Stomach cancer is cancer that occurs in the stomach – the muscular sac located in the upper middle of the abdomen, just below the ribs. Another term for stomach cancer is gastric cancer. These two terms most often refer to stomach cancer that begins in the mucus-producing cells on the inside lining of the stomach (adenocarcinoma). Adenocarcinoma is the most common type of stomach cancer.
Cancer begins in cells, the building blocks that make up tissues. Tissues make up the organs of the body. Normally, cells grow and divide to form new cells as the body needs them. When cells grow old, they die, and new cells take their place. Sometimes this process goes wrong. New cells form when the body does not need them, and old or damaged cells do not die as they should. The build-up of extra cells often forms a mass of tissue called a growth, polyp, or tumour. Tumours in the stomach can be benign (noncancerous) or malignant (cancerous). Benign tumours are not as harmful as malignant ones.
Stomach cancer usually begins in cells in the inner layer of the stomach. Over time, the cancer may invade more deeply into the stomach wall. A stomach tumour can grow through the gastric outer layer into nearby organs, such as the liver, pancreas, oesophagus, or intestine.
Stomach cancer cells can spread by breaking away from the original tumour. They enter blood vessels or lymph vessels, which branch into all the tissues of the body. The cancer cells may be found in lymph nodes near the stomach. The cancer cells may attach to other tissues and grow to form new tumours that may damage those tissues. The spread of cancer is called metastasis.
Early stomach cancer often does not cause symptoms. As the cancer grows, the most common symptoms are:
discomfort or pain in the stomach area;
difficulties in swallowing;
nausea and vomiting;
feeling of fullness or bloating after a small meal;
vomiting blood or having blood in the stool.
If a patient has symptoms that suggest stomach cancer, the doctor will check to see whether they are due to cancer or to some other cause. The doctor may refer him to a gastroenterologist, a doctor whose specialty is diagnosing and treating of digestive problems. The patient may have blood or other labouratory tests. He also may have physical exam, endoscopy, biopsy, X-ray, CT scan, endoscopic ultrasound, laparoscopy.
The choice of treatment depends mainly on the size and location of the tumour, the stage of disease, and one’s general health. Treatment for stomach cancer may involve surgery, chemotherapy, or radiation therapy. The patient will probably receive more than one type of treatment. For example, chemotherapy may be given before or after surgery. It’s often given at the same time as radiation therapy. The type of surgery for stomach cancer depends mainly on where the cancer is located. The surgeon may remove the whole stomach or only the part that has the cancer. Chemotherapy uses drugs to kill cancer cells. It may be given before or after surgery. After surgery, radiation therapy may be given along with chemotherapy. The drugs that treat stomach cancer are usually given through a vein (intravenous).
Radiation therapy (also called radiotherapy) uses high-energy rays to kill cancer cells. It affects cells only in the part of the body that is treated. The radiation comes from a large machine outside the body. Treatments are usually 5 days a week for several weeks.
Nutrition is an important part of treatment for stomach cancer. The patient needs the right amount of calories, protein, vitamins, and minerals to maintain his strength and to heal. After stomach surgery, he may need to take daily supplements of vitamins and minerals, such as vitamin D, calcium, and iron. The patient may also need vitamin B12 shots.

Check your understanding:
[1] Please retype the stomach cancer passage word for word, everything from "Stomach cancer is cancer" down to "of stomach cancer.".
[2] According to the stomach cancer passage, how can stomach cancer cells reach tissues throughout the body? Answer in one to three sentences.

[Saved entries]
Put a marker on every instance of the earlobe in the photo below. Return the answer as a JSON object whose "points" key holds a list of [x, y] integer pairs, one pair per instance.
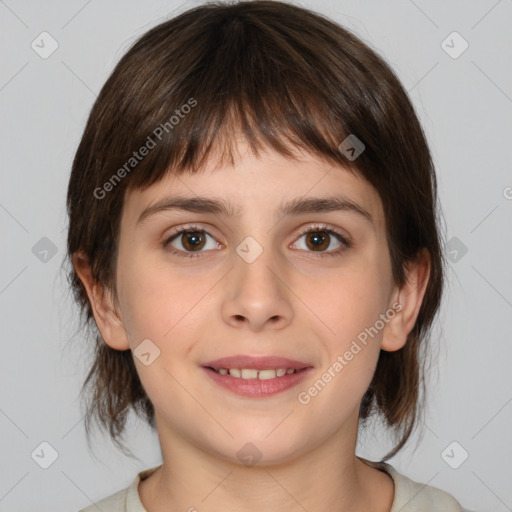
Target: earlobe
{"points": [[102, 302], [409, 298]]}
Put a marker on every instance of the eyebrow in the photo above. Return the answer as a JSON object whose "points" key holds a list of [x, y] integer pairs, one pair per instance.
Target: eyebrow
{"points": [[218, 206]]}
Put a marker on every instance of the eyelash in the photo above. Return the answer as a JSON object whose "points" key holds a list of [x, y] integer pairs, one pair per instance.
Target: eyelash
{"points": [[310, 229]]}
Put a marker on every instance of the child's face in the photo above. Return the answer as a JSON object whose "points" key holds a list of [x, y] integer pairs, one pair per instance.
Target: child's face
{"points": [[290, 301]]}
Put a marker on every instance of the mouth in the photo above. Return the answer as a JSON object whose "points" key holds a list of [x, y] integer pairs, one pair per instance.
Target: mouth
{"points": [[257, 377]]}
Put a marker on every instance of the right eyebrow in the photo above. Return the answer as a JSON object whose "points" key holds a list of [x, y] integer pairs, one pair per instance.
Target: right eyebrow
{"points": [[219, 206]]}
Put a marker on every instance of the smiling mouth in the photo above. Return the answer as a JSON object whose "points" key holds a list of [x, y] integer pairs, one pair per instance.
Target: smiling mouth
{"points": [[251, 373]]}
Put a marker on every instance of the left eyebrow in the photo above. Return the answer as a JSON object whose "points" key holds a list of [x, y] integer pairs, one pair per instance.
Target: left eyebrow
{"points": [[219, 206]]}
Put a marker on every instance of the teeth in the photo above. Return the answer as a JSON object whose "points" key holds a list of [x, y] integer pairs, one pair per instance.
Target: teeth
{"points": [[250, 373]]}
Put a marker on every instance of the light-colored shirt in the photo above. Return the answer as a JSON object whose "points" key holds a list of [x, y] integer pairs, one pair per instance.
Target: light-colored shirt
{"points": [[410, 496]]}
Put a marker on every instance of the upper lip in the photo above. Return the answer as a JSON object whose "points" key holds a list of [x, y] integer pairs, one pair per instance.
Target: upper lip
{"points": [[256, 363]]}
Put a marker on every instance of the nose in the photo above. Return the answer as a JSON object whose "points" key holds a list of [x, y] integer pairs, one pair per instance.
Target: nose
{"points": [[256, 295]]}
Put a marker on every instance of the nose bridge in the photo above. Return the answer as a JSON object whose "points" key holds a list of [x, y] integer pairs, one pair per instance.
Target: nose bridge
{"points": [[255, 294]]}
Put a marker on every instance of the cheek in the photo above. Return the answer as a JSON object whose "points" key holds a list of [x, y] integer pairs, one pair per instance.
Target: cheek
{"points": [[160, 304]]}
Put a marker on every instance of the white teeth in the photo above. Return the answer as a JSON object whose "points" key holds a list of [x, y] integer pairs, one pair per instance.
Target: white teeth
{"points": [[250, 373], [267, 374]]}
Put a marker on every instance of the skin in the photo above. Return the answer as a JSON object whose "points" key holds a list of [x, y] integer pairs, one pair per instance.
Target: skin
{"points": [[284, 303]]}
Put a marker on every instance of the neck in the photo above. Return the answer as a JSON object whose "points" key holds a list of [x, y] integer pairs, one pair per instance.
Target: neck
{"points": [[327, 478]]}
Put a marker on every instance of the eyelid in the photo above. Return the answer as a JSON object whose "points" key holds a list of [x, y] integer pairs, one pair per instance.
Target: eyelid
{"points": [[332, 230]]}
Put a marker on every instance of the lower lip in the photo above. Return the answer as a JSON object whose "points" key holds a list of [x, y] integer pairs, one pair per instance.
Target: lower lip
{"points": [[256, 388]]}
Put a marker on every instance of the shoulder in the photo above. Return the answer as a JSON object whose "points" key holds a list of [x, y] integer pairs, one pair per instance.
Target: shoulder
{"points": [[126, 500], [411, 496]]}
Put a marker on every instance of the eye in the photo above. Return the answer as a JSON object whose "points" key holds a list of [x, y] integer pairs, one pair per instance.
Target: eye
{"points": [[319, 238], [192, 240], [189, 242]]}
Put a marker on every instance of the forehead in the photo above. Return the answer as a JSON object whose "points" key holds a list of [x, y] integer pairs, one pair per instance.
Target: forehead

Results by task:
[1]
Stomach cancer is cancer that occurs in the stomach – the muscular sac located in the upper middle of the abdomen, just below the ribs. Another term for stomach cancer is gastric cancer. These two terms most often refer to stomach cancer that begins in the mucus-producing cells on the inside lining of the stomach (adenocarcinoma). Adenocarcinoma is the most common type of stomach cancer.

[2] They break away from the original tumor and enter blood vessels or lymph vessels, which branch into all the tissues of the body. The cells can then attach to other tissues and grow to form new tumors.